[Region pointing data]
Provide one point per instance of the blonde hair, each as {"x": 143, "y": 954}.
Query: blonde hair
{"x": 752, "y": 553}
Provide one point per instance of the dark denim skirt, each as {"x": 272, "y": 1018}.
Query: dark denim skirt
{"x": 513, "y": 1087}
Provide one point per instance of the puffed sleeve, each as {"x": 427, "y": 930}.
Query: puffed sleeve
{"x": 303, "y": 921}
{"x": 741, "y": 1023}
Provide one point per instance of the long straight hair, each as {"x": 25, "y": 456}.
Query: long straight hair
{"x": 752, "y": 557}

PROBLEM TO WORK ON:
The lines from the one containing "Query: dark denim skirt" through the final line of the entries above are to be printed exactly, with nothing added.

EXPECTED OUTPUT:
Query: dark denim skirt
{"x": 513, "y": 1087}
Provide one point per instance of the puffed sleeve, each as {"x": 427, "y": 930}.
Query: puffed sleeve
{"x": 303, "y": 921}
{"x": 741, "y": 1023}
Provide one point per instance of the long straight hair, each as {"x": 25, "y": 456}.
Query: long straight hair
{"x": 752, "y": 557}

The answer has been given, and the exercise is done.